— Tasks and exercises —
1. Sum up the One Young World reflections in two sentences.
2. Carry on the One Young World reflections from the point where they stop.

— Page extract —
Inspiration
November 20, 2025
OYW 2025 Reflections

One Young World, Munich — what stayed with us

Lorenzo Leoni Sceti

Layide Oshun

One Young World is, at its core, a gathering built on possibility. It’s an annual summit that brings together young leaders from every corner of the world, activists, creatives, entrepreneurs, policy shapers, and people who simply care enough to try. It’s not a conference in the traditional sense; it feels more like stepping into a collective mindset where everyone is pulling in the same direction. The conversations move from global issues to personal stories, from the huge and overwhelming to the tiny and practical. And what you start to understand, almost without realising, is that this community isn’t about arriving with the answers, it’s about showing up with the willingness to do something.
Being there feels like being plugged directly into a current of hope. In the moment, surrounded by so many open, kind, smart and genuinely passionate people, you don’t fully register how much it’s shifting you. It’s only once you’re back home, back in the rhythm of your real life, that it hits. You replay the talks, the unexpected conversations, the small sparks of perspective you didn’t know you’d picked up. And slowly you see the way it stays with you, in decisions you make differently, in questions you ask yourself, in the sense that trying, even in small ways, matters more than you realise.
Below are the moments that stayed with each of us.
Layide’s takeaways
1 - “The gap is shortened through conversation.”
Sena and Stacey from the Colour-full podcast were my standouts from the week. Their session conveyed the conversation never had and the taboo around discussing the differences between us vs the power of not only addressing these differences but using them as learnings to draw us closer together instead of pushing us apart. I loved their frank way of talking about their differences of growing up in South Africa (pre and post Apartheid) and what these meant for their experiences and also how the work is never over but a constantly evolving conversation.
2 - “Always be curious and be ready to ask questions, no question is a dumb question.”
Rio Ferdinand was one of the most anticipated conversations during the conference. He spoke about the freedom of choice but coupled with the knowledge of opportunity. He spoke on the difficulty of growing up in non-affluent areas but how exposure to different activities all fed into his incredible football career (including ballet). He spoke to the curiosity that his foundation hones and encourages and the power of alternative routes in education.
3 - “Accountability has to be loud.”

— Data provided —
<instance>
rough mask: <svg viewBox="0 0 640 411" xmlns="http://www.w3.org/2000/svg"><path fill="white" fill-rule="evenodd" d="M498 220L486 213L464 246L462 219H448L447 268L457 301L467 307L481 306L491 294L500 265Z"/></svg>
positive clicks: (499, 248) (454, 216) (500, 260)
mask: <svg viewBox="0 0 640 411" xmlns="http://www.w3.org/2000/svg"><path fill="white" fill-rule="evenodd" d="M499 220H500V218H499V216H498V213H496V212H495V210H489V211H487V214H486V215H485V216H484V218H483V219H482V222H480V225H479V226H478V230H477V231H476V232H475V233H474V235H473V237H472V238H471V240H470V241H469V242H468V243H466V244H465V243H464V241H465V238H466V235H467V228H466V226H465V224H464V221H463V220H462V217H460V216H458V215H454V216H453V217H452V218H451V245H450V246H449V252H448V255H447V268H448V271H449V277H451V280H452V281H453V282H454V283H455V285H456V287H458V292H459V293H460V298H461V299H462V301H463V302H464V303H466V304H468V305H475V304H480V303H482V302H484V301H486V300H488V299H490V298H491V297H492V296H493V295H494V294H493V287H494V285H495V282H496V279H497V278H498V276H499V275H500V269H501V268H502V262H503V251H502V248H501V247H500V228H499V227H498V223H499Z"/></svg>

— Results —
1. One Young World is an annual summit that brings together young leaders from every corner of the world, and its community is less about having the answers than about showing up willing to do something. The writers say its effect hits once you're back home, and they recall standout sessions such as the Colour-full podcast's talk on discussing the differences of growing up in South Africa and Rio Ferdinand's talk on curiosity, opportunity and alternative routes in education.

2.
Bill Browder gave an incredible speech on his experiences uncovering machination across the globe to prevent justice and his team’s fight to bring to light these atrocities. By championing justice and transparency and also forcing leaders to be open and honest about funds and partnerships. Which also helped in the development of the Global Magnitsky Human Rights Accountability Act which helps govern and prevent governing bodies from conducting human rights violations and corruption.
4 - “It is important to frame our history when talking about our purpose in the world.”
Zero waste marketing by Marcus McDowell was impactful in how to market to your audience in an ever changing world. His company Golden Isle works with BIPOC start up companies to build their audiences and brand with “zero waste.” He spoke widely about the idea of collaboration and also co-creating with strengths in mind vs just the outcomes, providing a holistic approach to brands and marketing. Out of all the talks this appealed to me a lot especially his finishing statement of “A lot of minority founders have agreed that instead of following the playbook that it needs we need to create our own.”
Lorenzo’s takeaways
1 - Hot Take: You Can Fight the System from the Inside.
One of the standout sessions for me was Hot Take: You Can Fight the System from the Inside, featuring Enrique Collada Sánchez, Jie Huang and Zaynab Mohamed. Hearing from such a diverse group of public leaders was grounding, but Enrique’s story stayed with me the most. He shared that he became mayor of his rural village, El Recuenco, at age 26. What made this so surprising to me was the fact that he openly admitted he had practically no experience in politics at all. He simply recognised that if he wanted something to change in his community, he could either wait for someone else to step up or try himself. And he tried.
It made me rethink how often we convince ourselves that we need qualifications, connections or years of prior experience to make a difference. Hearing him speak made me pause and ask whether that mindset is actually holding many of us back. Everyone starts from zero, and sometimes the most important step is just deciding to begin.
2 - Rio Ferdinand and the power of being real.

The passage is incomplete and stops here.